Por favor, transcribe sin cambios el fragmento de la reseña de «Invictus» que empieza en "La idea —la" y termina en "legítimo pero irreal.".

Bloque de texto »
--

Sí, nos pasa a todos. Es otear en el horizonte un nuevo trabajo del maestro e inmediatamente sentir el erizo en la piel. Un presente, un deseo soñado, una nueva ilusión en la vida. La peor película de Eastwood es la mejor del resto de los directores, así que siempre emociona pisar la sala donde se proyecta, una entrada en el mayor de los altares adonde hay que llegar con total reverencia. Con la llegada de «Invictus» se anuncia además la presencia de su alter ego, Morgan Freeman, garantía de solvencia, un tipo respetado. Así que con estos parámetros nada de lo que vamos a ver defrauda.

Empero, no verán al mejor Clint, sino a un cineasta emocionado por el personaje que describe, un Mandela heroico, épico, sin tacha, demasiado limpio, demasiado bueno. Es como si a los 80 el maestro hubiera reblandecido la vara. No hay nubes, ni tormentas, ni sombras, sólo buena voluntad de todos, una proyección despejada de una Suráfrica donde nunca todo fue tan excelente como lo pinta Clint.

La idea —la meta que se propuso Mandela de unir a blancos y negros por medio del rugby, pasión allá abajo— es la clave de este trabajo, meritorio en su ejecución, pero excesivamente idealista en su planteamiento. Ni una barrera, ni una traba, pasando del «pues debió haberse armado cuando decidió decorar su salón con mi amigo» al permanente «soy el amo de mi destino, soy el capitán de mi alma», que es un deseo legítimo pero irreal.

Y aun así, el trazo del maestro es siempre firme, sobre todo en los lances complejos. Allí donde el resto ha fallado, en el rodaje de cualquier deporte, él triunfa con rotundidad porque describe como nadie todos los estados de ánimo con pulso seguro, justo donde se mueve con ligereza: en la sensación de fracaso, en el esfuerzo descomunal, en el sacrificio e incluso en el silencio quedo del héroe caído, presto siempre a levantarse apoyado en el hombro del líder. Y rueda con realismo pases atrás, placajes enormes, rudos, sin límites, para desembocar en una «haka» que da principio al escenario donde Clint es maestro: la épica soterrada. Porque es épico William Munny entrando en el salón, o Sean Penn frenado por la autoridad ante la visión de su hija destrozada, y épica es la inyección letal en la caída final de Hillary Swank. A eso, y como siempre a la grandísima labor de Freeman, se agarra Clint para entrar en su carril habitual: el de la destreza en los sentimientos, en los rostros mudos llenos de miradas cómplices. En suma, el Clint de casi siempre: algo más corto, pero siempre majestuoso y digno. El ídolo de toda una vida.

--

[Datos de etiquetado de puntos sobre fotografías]
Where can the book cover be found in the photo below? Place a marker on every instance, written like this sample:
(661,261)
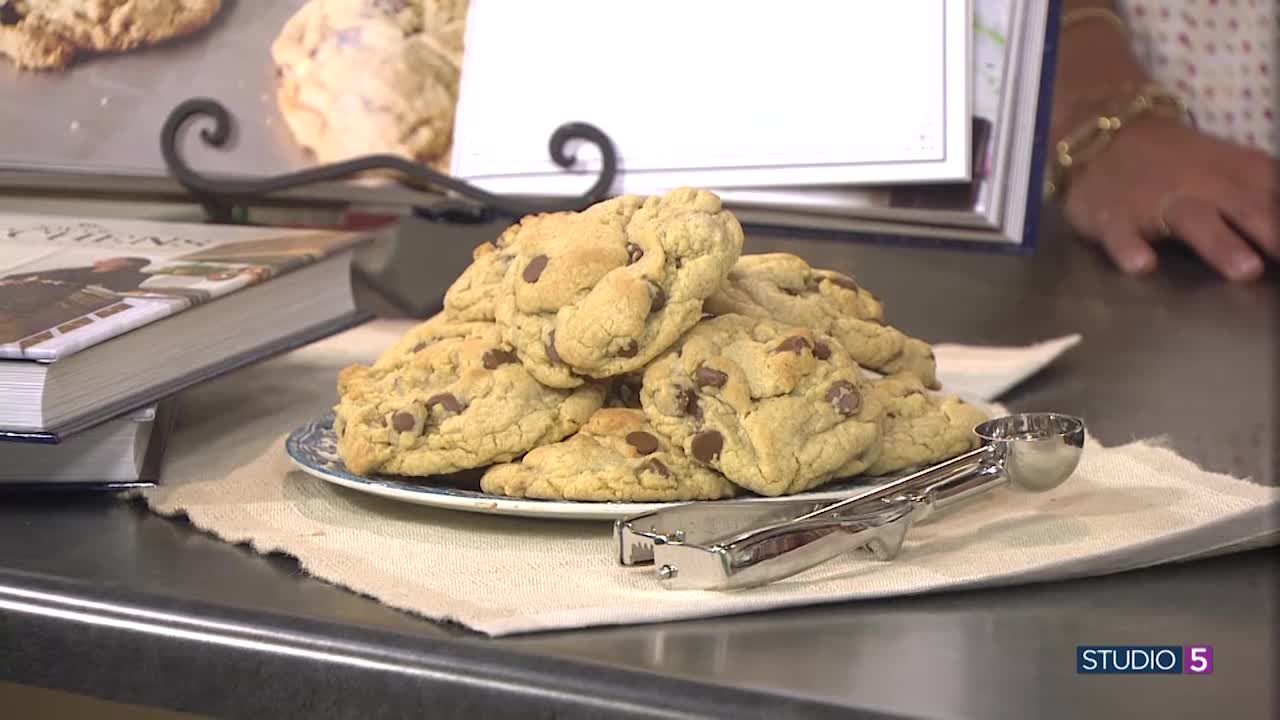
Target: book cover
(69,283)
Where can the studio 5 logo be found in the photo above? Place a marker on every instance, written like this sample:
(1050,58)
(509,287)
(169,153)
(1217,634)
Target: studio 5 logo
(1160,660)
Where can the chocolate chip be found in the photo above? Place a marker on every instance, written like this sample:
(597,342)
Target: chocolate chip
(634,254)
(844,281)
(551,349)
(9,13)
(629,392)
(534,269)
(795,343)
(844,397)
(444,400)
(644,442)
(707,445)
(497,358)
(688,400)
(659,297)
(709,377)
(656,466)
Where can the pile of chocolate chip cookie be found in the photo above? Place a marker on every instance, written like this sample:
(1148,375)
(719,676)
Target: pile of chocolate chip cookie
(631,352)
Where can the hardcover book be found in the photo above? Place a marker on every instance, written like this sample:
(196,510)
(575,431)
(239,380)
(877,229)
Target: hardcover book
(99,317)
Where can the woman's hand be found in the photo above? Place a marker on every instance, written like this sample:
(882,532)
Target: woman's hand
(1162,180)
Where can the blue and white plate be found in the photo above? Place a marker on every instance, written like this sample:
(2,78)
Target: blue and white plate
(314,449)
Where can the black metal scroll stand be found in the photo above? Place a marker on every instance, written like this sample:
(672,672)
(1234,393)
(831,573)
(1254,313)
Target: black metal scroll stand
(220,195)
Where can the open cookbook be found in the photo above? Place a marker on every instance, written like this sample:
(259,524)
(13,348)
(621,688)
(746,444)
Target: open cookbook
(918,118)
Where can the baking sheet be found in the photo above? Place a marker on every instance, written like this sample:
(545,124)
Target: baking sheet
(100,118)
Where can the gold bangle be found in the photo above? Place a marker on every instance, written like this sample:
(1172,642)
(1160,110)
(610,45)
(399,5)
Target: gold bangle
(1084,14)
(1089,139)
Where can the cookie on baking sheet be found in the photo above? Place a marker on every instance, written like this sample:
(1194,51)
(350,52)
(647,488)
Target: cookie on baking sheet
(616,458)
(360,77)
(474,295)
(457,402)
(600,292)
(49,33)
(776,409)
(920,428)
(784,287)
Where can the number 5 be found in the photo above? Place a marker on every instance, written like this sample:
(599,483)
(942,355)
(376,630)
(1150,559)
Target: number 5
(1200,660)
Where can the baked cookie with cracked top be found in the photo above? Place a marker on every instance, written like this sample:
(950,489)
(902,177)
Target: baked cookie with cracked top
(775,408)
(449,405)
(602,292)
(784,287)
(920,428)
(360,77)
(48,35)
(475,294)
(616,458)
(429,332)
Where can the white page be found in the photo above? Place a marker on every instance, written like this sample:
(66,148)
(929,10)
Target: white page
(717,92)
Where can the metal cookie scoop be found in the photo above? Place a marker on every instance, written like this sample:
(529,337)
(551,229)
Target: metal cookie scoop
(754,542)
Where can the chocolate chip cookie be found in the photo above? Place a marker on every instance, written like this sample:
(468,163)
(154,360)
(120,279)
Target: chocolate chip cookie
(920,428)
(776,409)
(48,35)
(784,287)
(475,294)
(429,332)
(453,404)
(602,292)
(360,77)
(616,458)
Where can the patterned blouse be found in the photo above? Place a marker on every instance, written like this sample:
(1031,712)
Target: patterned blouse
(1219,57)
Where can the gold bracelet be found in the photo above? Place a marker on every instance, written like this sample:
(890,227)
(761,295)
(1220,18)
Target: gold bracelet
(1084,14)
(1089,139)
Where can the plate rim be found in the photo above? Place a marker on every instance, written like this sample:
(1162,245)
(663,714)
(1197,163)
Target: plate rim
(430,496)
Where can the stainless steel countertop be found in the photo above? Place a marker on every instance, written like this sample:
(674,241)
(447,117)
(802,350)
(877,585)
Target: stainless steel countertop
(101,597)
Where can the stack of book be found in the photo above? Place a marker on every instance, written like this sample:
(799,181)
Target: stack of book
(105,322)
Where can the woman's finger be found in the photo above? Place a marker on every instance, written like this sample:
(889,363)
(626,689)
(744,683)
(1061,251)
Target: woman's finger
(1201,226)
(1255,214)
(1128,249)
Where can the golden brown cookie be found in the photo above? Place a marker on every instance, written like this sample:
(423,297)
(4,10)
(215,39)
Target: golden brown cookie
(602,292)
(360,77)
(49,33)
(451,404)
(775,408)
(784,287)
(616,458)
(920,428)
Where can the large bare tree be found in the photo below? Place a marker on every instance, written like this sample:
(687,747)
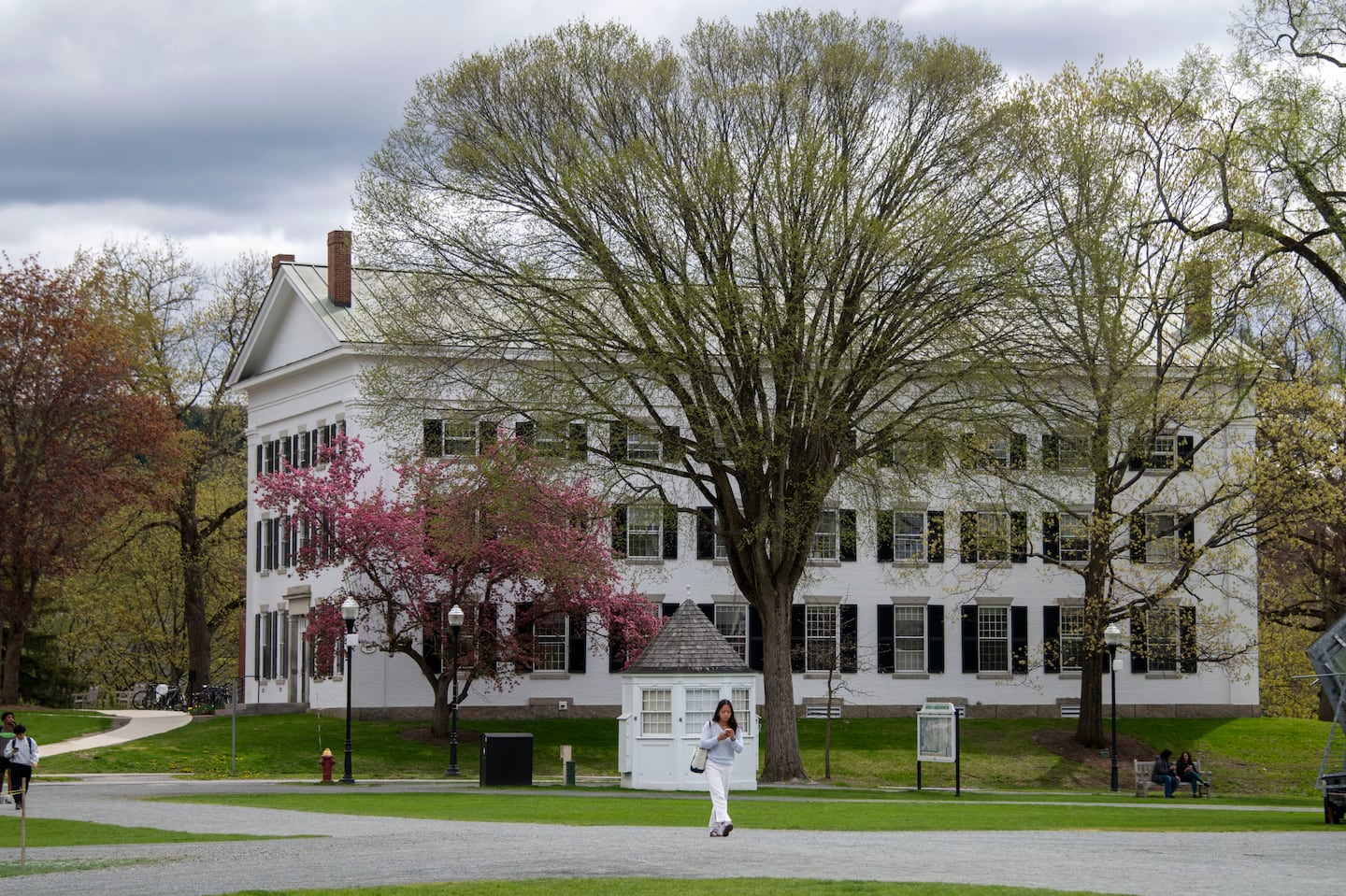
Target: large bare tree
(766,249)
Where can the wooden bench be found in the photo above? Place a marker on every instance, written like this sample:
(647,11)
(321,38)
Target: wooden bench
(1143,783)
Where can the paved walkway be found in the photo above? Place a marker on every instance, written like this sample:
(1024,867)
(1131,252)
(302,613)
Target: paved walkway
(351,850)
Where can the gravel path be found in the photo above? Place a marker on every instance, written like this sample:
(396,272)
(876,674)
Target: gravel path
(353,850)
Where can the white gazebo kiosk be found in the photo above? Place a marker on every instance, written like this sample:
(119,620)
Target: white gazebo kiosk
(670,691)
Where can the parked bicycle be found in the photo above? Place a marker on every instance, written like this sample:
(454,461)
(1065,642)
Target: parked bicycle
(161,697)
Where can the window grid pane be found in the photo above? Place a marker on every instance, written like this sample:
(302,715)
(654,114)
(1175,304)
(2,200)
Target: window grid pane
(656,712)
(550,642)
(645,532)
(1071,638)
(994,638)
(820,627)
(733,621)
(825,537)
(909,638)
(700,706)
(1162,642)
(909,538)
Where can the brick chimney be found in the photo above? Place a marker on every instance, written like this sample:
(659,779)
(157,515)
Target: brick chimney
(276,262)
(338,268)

--

Tarea completada »
La idea —la meta que se propuso Mandela de unir a blancos y negros por medio del rugby, pasión allá abajo— es la clave de este trabajo, meritorio en su ejecución, pero excesivamente idealista en su planteamiento. Ni una barrera, ni una traba, pasando del «pues debió haberse armado cuando decidió decorar su salón con mi amigo» al permanente «soy el amo de mi destino, soy el capitán de mi alma», que es un deseo legítimo pero irreal.